(Recorded data)
::::

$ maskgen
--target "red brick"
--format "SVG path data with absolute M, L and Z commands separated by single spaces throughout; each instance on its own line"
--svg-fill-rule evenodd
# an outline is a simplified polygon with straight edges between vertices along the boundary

::::

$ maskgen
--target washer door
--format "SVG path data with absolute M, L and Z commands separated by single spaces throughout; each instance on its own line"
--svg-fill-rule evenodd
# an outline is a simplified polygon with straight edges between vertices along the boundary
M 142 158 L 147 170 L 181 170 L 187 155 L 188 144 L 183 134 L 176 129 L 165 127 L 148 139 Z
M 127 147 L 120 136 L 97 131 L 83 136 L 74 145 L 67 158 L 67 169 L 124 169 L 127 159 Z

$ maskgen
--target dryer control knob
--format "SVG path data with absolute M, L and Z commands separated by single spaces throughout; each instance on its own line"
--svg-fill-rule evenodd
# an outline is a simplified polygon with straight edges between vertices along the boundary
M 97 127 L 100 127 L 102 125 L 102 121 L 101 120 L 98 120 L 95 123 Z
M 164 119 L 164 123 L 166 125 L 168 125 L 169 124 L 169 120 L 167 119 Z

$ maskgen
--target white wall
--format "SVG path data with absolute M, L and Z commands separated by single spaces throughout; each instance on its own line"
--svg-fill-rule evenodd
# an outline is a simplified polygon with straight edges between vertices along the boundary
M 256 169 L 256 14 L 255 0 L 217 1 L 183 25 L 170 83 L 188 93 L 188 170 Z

::::

List every line of the material that contains the string "target". Case counts.

--target "red brick"
--target washer door
--target dryer control knob
--target white wall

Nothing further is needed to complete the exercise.